▶ **What to produce**:
If a line in the material below holds the string "shirt", tally it, then give the tally alone.

▶ **Provided data**:
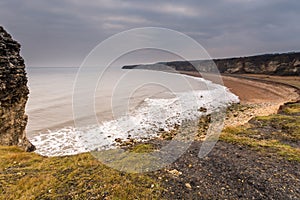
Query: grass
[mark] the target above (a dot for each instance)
(30, 176)
(278, 133)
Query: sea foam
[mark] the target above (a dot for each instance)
(145, 122)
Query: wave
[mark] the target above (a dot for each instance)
(152, 115)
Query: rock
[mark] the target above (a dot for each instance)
(13, 94)
(202, 109)
(188, 186)
(272, 64)
(118, 140)
(175, 172)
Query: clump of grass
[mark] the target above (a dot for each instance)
(30, 176)
(278, 133)
(143, 148)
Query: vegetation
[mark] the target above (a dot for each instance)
(30, 176)
(278, 133)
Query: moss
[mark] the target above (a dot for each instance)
(30, 176)
(278, 133)
(143, 148)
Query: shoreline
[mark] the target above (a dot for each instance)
(258, 97)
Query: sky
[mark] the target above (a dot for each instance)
(61, 33)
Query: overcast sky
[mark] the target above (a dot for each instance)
(62, 32)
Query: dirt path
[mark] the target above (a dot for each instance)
(234, 171)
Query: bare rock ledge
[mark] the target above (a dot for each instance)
(13, 94)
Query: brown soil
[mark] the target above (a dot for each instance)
(230, 172)
(233, 171)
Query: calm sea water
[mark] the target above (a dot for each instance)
(71, 113)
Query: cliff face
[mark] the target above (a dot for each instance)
(13, 94)
(271, 64)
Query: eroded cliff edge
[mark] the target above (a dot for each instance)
(13, 94)
(285, 64)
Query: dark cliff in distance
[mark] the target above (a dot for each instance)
(13, 94)
(287, 64)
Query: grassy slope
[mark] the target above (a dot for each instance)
(29, 176)
(278, 133)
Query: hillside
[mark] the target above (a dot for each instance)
(286, 64)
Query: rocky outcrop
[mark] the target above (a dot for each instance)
(287, 64)
(13, 94)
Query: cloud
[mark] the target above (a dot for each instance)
(69, 29)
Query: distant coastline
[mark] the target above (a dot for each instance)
(284, 64)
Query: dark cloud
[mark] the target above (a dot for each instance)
(62, 32)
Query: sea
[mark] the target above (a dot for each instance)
(71, 111)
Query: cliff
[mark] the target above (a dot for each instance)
(13, 94)
(287, 64)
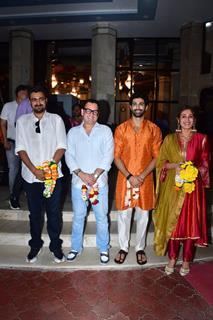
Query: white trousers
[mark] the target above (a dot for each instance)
(124, 223)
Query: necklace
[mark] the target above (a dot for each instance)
(185, 138)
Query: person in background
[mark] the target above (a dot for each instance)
(76, 118)
(180, 214)
(24, 107)
(89, 156)
(137, 144)
(41, 143)
(8, 115)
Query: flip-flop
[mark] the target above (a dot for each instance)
(122, 256)
(139, 257)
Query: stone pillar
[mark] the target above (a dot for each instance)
(21, 59)
(190, 69)
(103, 64)
(174, 108)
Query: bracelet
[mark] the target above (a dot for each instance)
(77, 172)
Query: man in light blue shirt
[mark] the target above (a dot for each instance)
(89, 155)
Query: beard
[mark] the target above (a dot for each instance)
(138, 113)
(39, 109)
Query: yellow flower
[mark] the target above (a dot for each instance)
(189, 173)
(189, 187)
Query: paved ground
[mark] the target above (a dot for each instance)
(143, 294)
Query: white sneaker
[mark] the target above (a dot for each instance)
(104, 257)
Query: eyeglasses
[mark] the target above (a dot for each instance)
(37, 124)
(90, 111)
(41, 99)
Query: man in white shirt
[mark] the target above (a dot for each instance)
(8, 130)
(89, 156)
(40, 137)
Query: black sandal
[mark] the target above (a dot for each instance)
(139, 257)
(122, 256)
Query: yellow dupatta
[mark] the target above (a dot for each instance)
(169, 201)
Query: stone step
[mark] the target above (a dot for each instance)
(15, 257)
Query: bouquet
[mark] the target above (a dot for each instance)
(50, 169)
(91, 194)
(186, 177)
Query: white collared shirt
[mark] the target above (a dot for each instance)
(89, 152)
(39, 146)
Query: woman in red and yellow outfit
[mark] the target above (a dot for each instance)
(180, 217)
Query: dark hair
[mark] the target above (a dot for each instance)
(186, 107)
(139, 95)
(39, 88)
(21, 87)
(91, 101)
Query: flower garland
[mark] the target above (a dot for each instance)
(186, 176)
(131, 193)
(91, 194)
(50, 169)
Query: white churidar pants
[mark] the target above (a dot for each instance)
(124, 223)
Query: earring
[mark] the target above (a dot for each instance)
(193, 128)
(178, 128)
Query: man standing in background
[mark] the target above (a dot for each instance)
(137, 144)
(41, 143)
(89, 156)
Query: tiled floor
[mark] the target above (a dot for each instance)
(142, 294)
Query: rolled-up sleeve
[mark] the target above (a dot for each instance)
(70, 154)
(108, 150)
(60, 134)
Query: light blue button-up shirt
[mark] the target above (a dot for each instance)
(89, 152)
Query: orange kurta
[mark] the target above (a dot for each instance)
(136, 150)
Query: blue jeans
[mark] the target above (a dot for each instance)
(13, 164)
(37, 204)
(79, 215)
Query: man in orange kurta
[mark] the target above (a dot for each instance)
(137, 144)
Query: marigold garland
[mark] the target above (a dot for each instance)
(90, 194)
(50, 169)
(131, 193)
(186, 176)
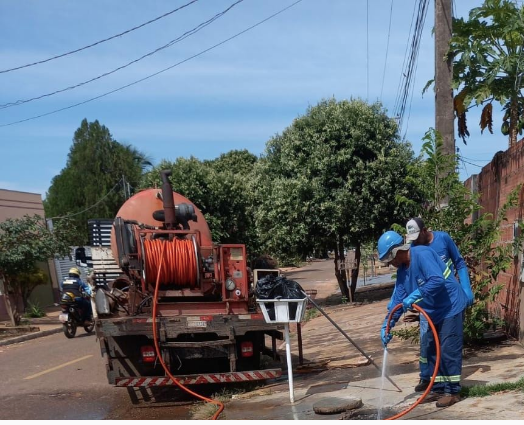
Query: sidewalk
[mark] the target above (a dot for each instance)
(337, 371)
(47, 325)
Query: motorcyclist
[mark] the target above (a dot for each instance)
(80, 289)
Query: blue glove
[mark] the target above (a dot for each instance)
(386, 338)
(466, 285)
(412, 298)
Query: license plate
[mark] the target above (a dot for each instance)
(196, 324)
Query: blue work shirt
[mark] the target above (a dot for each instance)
(447, 250)
(442, 296)
(75, 285)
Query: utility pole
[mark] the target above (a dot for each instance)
(444, 114)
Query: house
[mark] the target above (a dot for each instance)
(14, 204)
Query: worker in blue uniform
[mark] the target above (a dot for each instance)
(443, 245)
(425, 280)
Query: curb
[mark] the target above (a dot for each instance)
(28, 337)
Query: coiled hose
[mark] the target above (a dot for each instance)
(157, 346)
(437, 362)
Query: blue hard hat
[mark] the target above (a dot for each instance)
(387, 242)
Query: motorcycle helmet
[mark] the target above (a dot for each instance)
(73, 271)
(387, 242)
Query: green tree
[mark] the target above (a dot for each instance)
(92, 183)
(25, 242)
(487, 67)
(329, 181)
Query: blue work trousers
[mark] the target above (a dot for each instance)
(425, 372)
(451, 339)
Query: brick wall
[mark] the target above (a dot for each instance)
(494, 183)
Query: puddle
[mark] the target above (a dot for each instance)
(368, 414)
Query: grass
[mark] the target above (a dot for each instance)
(34, 310)
(489, 389)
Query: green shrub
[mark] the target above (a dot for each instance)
(34, 310)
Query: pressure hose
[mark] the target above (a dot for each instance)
(437, 361)
(157, 347)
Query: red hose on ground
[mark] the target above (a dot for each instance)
(437, 362)
(157, 347)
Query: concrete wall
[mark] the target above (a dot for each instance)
(14, 204)
(494, 183)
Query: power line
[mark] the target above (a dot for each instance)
(470, 163)
(409, 74)
(92, 206)
(399, 88)
(387, 50)
(156, 73)
(367, 49)
(165, 46)
(99, 42)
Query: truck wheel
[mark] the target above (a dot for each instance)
(69, 329)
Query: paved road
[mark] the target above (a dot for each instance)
(320, 275)
(56, 378)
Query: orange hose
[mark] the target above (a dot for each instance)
(179, 254)
(437, 362)
(157, 347)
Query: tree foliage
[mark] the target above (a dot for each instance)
(25, 242)
(91, 184)
(330, 180)
(477, 239)
(488, 61)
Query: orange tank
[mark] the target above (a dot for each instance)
(141, 206)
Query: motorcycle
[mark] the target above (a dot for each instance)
(72, 316)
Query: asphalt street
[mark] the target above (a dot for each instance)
(56, 378)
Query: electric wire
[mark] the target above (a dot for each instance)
(470, 163)
(399, 88)
(165, 46)
(409, 74)
(367, 49)
(387, 50)
(156, 73)
(100, 41)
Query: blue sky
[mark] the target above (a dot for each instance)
(236, 96)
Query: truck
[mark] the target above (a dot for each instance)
(178, 305)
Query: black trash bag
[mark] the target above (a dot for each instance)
(278, 287)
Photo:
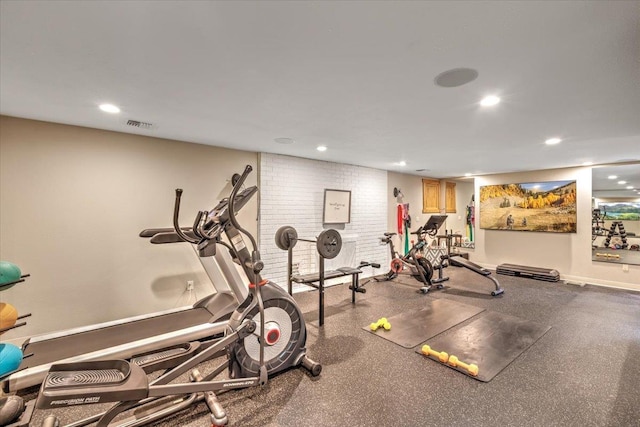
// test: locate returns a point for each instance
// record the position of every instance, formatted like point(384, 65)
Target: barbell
point(328, 243)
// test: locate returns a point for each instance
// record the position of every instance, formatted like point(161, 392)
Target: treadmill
point(126, 338)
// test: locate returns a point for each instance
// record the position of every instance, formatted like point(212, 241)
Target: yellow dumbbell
point(441, 355)
point(381, 323)
point(471, 368)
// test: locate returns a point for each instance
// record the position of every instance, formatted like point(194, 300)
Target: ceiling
point(356, 77)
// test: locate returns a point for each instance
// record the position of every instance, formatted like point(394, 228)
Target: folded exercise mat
point(413, 327)
point(490, 342)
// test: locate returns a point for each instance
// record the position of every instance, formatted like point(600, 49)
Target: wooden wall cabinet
point(450, 197)
point(430, 196)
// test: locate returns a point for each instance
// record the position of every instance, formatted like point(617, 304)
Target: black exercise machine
point(459, 261)
point(328, 245)
point(419, 266)
point(265, 335)
point(139, 334)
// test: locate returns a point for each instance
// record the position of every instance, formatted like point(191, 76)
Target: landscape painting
point(548, 206)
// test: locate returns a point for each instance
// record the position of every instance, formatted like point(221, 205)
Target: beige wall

▶ **Response to this exercise**:
5